**Task inputs:**

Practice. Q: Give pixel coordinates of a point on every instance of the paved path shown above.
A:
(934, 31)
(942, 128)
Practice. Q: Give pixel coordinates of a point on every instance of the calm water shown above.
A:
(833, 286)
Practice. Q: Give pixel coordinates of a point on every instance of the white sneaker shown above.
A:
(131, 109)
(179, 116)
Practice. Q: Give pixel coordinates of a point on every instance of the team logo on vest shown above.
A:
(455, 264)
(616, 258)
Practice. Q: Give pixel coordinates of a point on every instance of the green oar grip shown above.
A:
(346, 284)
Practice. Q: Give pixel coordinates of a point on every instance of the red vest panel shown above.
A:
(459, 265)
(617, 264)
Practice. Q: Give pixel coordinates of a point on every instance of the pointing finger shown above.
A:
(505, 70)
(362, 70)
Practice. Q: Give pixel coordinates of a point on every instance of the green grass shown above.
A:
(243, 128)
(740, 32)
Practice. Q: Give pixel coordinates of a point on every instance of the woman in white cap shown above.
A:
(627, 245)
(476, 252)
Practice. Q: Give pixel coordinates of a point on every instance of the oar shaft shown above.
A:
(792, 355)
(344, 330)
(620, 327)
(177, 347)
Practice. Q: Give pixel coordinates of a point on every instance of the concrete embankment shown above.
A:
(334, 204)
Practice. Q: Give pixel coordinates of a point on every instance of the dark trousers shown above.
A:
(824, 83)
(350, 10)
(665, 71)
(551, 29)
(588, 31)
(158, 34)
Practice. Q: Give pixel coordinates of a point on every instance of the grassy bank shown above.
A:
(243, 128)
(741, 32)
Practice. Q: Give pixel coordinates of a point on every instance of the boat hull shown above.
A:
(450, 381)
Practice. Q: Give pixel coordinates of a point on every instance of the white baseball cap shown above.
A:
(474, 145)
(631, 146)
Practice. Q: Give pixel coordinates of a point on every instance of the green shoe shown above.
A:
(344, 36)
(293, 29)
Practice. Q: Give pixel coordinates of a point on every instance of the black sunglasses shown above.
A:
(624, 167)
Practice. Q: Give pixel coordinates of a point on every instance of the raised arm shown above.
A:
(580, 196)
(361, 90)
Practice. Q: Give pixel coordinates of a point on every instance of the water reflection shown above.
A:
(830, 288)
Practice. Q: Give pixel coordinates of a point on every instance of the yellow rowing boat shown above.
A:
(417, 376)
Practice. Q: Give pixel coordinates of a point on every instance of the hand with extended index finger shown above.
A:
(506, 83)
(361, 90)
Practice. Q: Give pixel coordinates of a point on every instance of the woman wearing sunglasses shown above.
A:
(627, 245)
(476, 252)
* * *
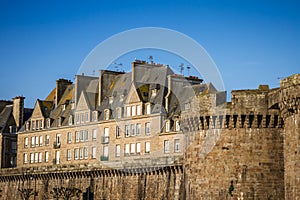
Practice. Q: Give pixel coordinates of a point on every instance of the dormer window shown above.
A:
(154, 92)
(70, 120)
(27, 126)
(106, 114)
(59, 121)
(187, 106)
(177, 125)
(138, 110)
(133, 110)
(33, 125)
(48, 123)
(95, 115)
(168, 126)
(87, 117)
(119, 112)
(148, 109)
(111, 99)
==
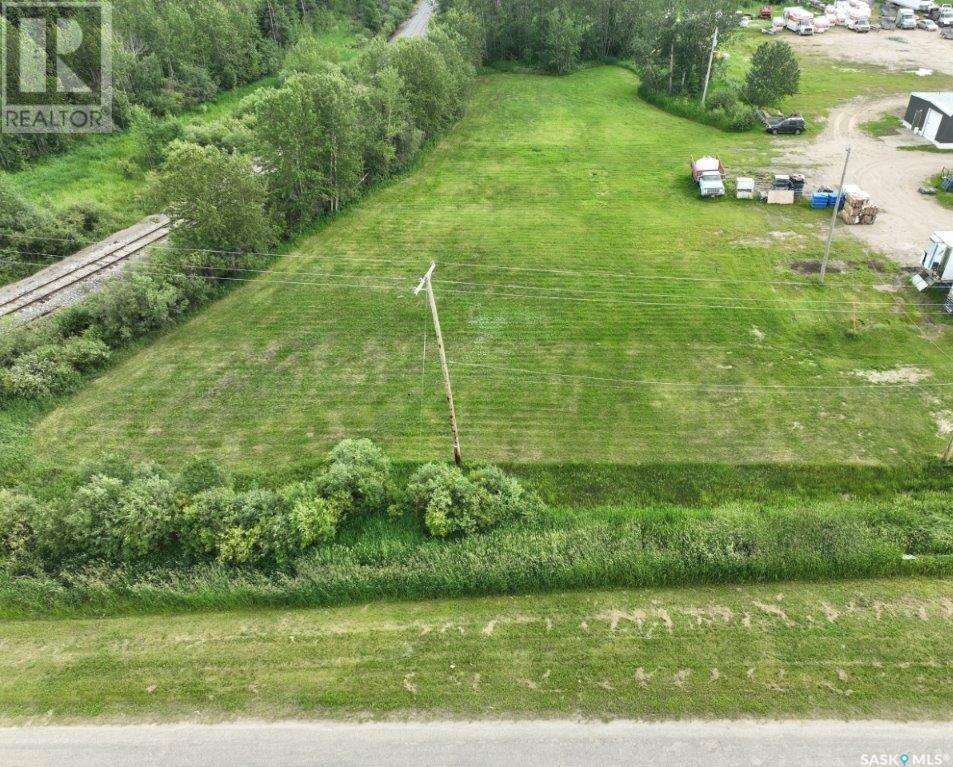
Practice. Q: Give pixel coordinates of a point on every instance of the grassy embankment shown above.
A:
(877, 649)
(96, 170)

**Written exercise:** Report every line of the material above that contains the word "water", copying each such line in full.

**Expected output:**
Practice. Q: Give pixel coordinates of a point on every instance of the calm water shown above.
Practice. Q: Give pixel coordinates of a point on every instance of the water reflection shown above.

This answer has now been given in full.